Exercise materials section start
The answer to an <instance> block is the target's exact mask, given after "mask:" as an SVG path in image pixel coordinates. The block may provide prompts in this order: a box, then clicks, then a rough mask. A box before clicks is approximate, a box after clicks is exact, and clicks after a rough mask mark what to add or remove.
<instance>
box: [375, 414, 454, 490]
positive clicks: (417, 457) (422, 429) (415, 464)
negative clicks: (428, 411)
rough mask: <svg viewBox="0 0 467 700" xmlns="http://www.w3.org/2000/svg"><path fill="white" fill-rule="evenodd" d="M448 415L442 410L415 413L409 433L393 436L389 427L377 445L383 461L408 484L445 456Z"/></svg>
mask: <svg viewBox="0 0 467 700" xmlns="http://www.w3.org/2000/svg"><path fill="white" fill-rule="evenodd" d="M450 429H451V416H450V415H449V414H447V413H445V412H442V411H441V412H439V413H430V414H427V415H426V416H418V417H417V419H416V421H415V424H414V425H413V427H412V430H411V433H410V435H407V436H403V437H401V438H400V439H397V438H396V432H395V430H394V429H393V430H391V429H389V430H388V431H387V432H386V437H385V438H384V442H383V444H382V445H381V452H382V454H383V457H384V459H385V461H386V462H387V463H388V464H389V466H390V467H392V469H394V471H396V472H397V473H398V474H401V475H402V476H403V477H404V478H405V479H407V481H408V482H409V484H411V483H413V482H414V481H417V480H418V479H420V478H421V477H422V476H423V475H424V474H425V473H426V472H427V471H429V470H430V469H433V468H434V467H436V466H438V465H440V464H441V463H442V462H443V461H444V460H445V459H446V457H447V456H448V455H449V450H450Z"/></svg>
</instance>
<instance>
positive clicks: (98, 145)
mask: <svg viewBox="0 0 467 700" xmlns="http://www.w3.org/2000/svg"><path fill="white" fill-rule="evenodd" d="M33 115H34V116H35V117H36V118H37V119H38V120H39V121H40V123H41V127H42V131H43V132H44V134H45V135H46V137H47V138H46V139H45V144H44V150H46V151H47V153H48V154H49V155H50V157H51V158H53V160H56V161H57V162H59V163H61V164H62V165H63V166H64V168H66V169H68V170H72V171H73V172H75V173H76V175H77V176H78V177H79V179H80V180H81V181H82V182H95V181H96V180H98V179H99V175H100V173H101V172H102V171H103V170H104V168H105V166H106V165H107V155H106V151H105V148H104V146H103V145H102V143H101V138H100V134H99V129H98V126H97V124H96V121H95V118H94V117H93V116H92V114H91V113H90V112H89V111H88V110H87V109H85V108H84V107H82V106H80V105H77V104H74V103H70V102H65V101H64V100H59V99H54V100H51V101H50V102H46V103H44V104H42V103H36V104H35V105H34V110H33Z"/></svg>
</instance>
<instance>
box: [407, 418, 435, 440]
Exercise materials section end
## To-do item
Reproduce the material from its first line through the line containing "rough mask: <svg", substituting "coarse mask" for every "rough mask" and leaving everything else unchanged.

## Expected answer
The answer to an <instance> block is the target's exact mask, given after "mask:" as an SVG path in image pixel coordinates. The block may provide prompts in this order: a box, then clicks, then a coarse mask. A box before clicks is approximate, a box after clicks is exact, and clicks after a coarse mask mark what to add or remove.
<instance>
box: [375, 414, 454, 490]
positive clicks: (417, 457) (422, 429) (415, 464)
negative clicks: (428, 411)
coarse mask: <svg viewBox="0 0 467 700" xmlns="http://www.w3.org/2000/svg"><path fill="white" fill-rule="evenodd" d="M448 415L442 410L415 413L409 433L393 436L389 427L377 445L383 461L408 484L445 456Z"/></svg>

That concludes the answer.